To do:
Reproduce each of the items below word for word, leaving nothing out and changing nothing.

## start Raw data

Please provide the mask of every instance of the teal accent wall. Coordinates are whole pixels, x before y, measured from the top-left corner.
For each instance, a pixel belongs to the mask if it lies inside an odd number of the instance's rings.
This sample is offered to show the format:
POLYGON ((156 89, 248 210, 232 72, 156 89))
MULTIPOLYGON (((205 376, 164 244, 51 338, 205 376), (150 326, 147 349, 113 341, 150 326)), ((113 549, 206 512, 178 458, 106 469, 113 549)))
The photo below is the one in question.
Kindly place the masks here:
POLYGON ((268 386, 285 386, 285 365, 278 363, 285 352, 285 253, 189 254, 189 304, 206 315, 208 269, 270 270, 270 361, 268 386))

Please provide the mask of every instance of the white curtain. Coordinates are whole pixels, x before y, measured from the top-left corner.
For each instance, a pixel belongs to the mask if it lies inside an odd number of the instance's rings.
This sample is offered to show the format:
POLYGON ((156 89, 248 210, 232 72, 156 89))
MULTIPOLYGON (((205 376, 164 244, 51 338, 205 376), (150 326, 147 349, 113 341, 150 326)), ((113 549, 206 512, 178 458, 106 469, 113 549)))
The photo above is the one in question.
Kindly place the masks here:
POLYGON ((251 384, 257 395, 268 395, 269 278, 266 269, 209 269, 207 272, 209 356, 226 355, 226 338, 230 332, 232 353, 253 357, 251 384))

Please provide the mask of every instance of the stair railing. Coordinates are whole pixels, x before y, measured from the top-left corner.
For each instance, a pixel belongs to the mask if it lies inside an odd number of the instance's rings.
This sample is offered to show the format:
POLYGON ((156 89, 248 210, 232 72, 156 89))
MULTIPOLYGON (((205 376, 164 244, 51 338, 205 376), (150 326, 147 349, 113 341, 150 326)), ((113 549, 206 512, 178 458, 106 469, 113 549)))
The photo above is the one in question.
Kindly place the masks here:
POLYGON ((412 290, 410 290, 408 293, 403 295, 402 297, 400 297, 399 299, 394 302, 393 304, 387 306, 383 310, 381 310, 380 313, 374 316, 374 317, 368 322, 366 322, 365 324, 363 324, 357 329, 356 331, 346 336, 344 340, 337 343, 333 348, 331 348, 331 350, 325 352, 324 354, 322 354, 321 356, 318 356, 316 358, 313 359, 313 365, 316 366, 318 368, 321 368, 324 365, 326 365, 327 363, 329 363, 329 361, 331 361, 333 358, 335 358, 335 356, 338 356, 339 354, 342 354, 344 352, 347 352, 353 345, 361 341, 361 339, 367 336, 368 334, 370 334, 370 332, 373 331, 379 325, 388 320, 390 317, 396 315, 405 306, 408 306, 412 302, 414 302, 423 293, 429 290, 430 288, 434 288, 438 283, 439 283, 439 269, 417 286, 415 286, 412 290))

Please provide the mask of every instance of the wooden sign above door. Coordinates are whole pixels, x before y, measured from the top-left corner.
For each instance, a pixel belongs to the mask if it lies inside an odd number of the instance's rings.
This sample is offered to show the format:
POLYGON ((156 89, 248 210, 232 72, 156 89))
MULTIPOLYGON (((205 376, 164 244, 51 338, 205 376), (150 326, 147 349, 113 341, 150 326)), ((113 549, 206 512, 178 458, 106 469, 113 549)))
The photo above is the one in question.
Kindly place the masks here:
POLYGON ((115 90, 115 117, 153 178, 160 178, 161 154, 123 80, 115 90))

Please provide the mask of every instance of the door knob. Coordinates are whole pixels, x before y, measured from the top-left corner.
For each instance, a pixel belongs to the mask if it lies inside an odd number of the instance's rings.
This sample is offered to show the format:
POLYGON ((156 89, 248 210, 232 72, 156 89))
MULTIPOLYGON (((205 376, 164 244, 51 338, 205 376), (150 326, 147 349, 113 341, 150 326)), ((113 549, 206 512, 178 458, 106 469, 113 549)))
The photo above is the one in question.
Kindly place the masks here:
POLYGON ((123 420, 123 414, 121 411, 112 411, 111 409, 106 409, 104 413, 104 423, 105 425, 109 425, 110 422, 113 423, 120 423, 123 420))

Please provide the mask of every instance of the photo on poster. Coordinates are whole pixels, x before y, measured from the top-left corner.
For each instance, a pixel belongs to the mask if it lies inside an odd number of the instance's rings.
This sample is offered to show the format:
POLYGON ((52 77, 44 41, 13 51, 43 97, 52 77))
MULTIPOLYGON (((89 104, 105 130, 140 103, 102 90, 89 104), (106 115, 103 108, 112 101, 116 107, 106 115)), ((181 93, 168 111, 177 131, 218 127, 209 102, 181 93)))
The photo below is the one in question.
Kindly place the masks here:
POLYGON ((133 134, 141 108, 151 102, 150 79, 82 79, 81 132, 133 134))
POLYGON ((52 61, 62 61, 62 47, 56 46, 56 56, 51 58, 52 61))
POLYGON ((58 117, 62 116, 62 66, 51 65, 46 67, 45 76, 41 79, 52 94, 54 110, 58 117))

## end Raw data

Written answer:
Please provide the mask of every instance of the teal accent wall. Coordinates are whole pixels, x before y, measured from the top-left corner.
For each instance, a pixel belongs to the mask if it lies inside an odd number of the instance's rings.
This sample is offered to show the format:
POLYGON ((156 89, 248 210, 232 72, 156 89))
MULTIPOLYGON (((205 376, 164 244, 51 338, 205 376), (150 326, 147 349, 113 341, 150 326)), ((113 549, 206 512, 178 458, 106 469, 113 549)))
The photo below is the one in question.
Kindly place the masks here:
POLYGON ((268 386, 285 386, 285 365, 278 363, 285 352, 285 253, 189 254, 189 304, 206 315, 208 269, 270 270, 270 361, 268 386))

Please provide the mask of every instance of the white curtain. Coordinates are whole pixels, x before y, measured from the top-left corner.
For each instance, a pixel belongs to the mask if it lies inside an odd number of the instance's rings.
This sample is offered to show the format:
POLYGON ((156 89, 248 210, 232 72, 156 89))
MULTIPOLYGON (((205 376, 164 244, 51 338, 205 376), (150 326, 147 349, 113 341, 150 326)), ((113 549, 206 512, 178 458, 106 469, 113 549)))
The photo above is the one in question.
Kindly place the masks here:
POLYGON ((251 384, 257 395, 268 395, 269 278, 266 269, 209 269, 207 272, 209 356, 226 355, 226 338, 230 332, 232 353, 253 357, 251 384))

Please provide the mask of every instance of the stair railing. Coordinates are whole pixels, x before y, measured from the top-left corner.
For each instance, a pixel belongs to the mask if it lies inside an odd number of the instance's rings.
This sample is offered to show the format:
POLYGON ((156 89, 248 210, 232 72, 156 89))
MULTIPOLYGON (((205 376, 164 244, 51 338, 205 376), (150 326, 147 349, 113 341, 150 326)), ((113 549, 206 512, 178 458, 106 469, 113 549)))
The photo above is the one in question.
Kindly place the masks here:
POLYGON ((412 290, 410 290, 408 293, 403 295, 402 297, 400 297, 399 299, 394 302, 393 304, 387 306, 383 310, 381 310, 380 313, 374 316, 374 317, 368 322, 366 322, 365 324, 363 324, 357 329, 356 331, 346 336, 344 340, 337 343, 333 348, 331 348, 331 350, 325 352, 324 354, 322 354, 321 356, 318 356, 316 358, 313 359, 313 365, 316 366, 318 368, 321 368, 324 365, 326 365, 327 363, 329 363, 329 361, 331 361, 333 358, 335 358, 335 356, 338 356, 339 354, 342 354, 344 352, 347 352, 353 345, 361 341, 361 339, 367 336, 368 334, 370 334, 370 332, 373 331, 379 325, 388 320, 390 317, 396 315, 405 306, 408 306, 412 302, 414 302, 423 293, 429 290, 430 288, 434 288, 438 283, 439 283, 439 269, 417 286, 415 286, 412 290))

Please provide the mask of every instance of the wooden sign above door. Coordinates are whole pixels, x before y, measured from the top-left corner.
For each instance, a pixel belongs to the mask if it lies inside an odd number of the instance's rings.
This sample is offered to show the format:
POLYGON ((156 89, 248 210, 232 72, 156 89))
MULTIPOLYGON (((205 376, 164 244, 51 338, 205 376), (150 326, 147 349, 113 341, 150 326)), ((113 549, 206 512, 178 458, 106 469, 113 549)))
The photo above is the one in question.
Kindly place the masks here:
POLYGON ((115 90, 115 117, 153 178, 160 178, 161 154, 123 80, 115 90))

Please provide the mask of every instance of the door knob. Coordinates are whole pixels, x before y, measured from the top-left corner.
For each instance, a pixel belongs to the mask if it lies inside an odd number of the instance's rings.
This sample is offered to show the format:
POLYGON ((156 89, 248 210, 232 72, 156 89))
MULTIPOLYGON (((205 376, 164 244, 51 338, 205 376), (150 326, 147 349, 113 341, 150 326)), ((113 549, 206 512, 178 458, 106 469, 113 549)))
The photo above is the one in question.
Kindly place the masks here:
POLYGON ((123 420, 123 414, 121 411, 112 411, 111 409, 106 409, 104 413, 104 423, 105 425, 109 425, 110 422, 113 423, 120 423, 123 420))

Please provide the mask of every instance of the photo on poster. Coordinates are whole pixels, x before y, measured from the top-left corner.
For each instance, a pixel belongs to the mask if it lies inside an odd number of the instance's rings.
This sample is offered to show the format:
POLYGON ((52 77, 44 41, 13 51, 43 97, 52 77))
MULTIPOLYGON (((89 104, 105 130, 140 103, 102 90, 89 104), (106 115, 103 108, 112 101, 116 107, 106 115)), ((181 93, 168 111, 177 131, 218 127, 209 102, 181 93)))
The photo below is the one in question.
Kindly place the masks here:
POLYGON ((133 134, 141 108, 151 102, 150 79, 82 79, 81 132, 133 134))
POLYGON ((52 61, 62 61, 62 47, 56 46, 56 56, 51 58, 52 61))
POLYGON ((58 117, 62 116, 62 66, 51 65, 46 67, 45 76, 41 79, 52 94, 54 110, 58 117))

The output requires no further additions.